Every line from the one containing "Point out the black leather" through the last line below should be reproduced exactly; please include nothing else.

=== THE INPUT ===

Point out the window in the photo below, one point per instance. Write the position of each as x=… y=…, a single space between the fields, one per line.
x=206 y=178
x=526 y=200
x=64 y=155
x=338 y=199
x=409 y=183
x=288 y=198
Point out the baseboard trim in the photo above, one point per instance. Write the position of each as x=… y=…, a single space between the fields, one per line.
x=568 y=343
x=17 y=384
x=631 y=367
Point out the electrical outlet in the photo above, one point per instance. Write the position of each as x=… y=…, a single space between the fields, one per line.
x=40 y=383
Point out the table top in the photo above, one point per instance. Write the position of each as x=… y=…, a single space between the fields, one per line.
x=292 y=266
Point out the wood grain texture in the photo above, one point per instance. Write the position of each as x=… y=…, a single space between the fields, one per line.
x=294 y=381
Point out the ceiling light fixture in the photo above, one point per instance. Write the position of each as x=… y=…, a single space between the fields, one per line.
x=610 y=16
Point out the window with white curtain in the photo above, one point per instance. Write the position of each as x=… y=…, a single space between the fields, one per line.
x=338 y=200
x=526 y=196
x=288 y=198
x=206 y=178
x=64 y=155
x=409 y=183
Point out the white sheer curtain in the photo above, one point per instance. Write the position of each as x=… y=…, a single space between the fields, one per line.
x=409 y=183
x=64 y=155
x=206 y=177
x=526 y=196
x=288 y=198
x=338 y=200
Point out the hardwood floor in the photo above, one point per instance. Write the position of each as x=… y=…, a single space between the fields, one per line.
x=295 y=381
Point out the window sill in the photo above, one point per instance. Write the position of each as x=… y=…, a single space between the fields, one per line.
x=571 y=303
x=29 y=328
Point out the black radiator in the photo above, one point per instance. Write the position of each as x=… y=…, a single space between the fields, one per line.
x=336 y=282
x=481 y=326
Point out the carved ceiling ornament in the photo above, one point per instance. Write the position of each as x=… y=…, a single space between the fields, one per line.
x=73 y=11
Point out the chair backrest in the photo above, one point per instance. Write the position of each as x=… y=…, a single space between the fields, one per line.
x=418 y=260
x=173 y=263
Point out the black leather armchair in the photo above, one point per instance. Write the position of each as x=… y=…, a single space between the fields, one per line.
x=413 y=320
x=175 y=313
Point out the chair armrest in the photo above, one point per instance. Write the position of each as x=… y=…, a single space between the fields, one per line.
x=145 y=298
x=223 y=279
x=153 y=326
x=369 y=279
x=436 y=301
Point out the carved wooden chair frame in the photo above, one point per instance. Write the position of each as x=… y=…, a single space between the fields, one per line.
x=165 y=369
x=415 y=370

===

▸ ANSWER BOX:
Point out the black leather armchair in the photo above, one point per instance. Write the position of each as x=… y=…, a single space between the fields, one per line.
x=413 y=320
x=175 y=313
Point out the chair armrest in the photo above, one point per instance. Write the position of each as x=… y=…, a single space between the fields, one per line.
x=145 y=298
x=223 y=279
x=153 y=326
x=369 y=279
x=436 y=301
Point out the carved wooden chair frame in the photo above, one point per instance. Write the position of each as x=… y=…, a single space between the fields, one per line.
x=165 y=369
x=415 y=370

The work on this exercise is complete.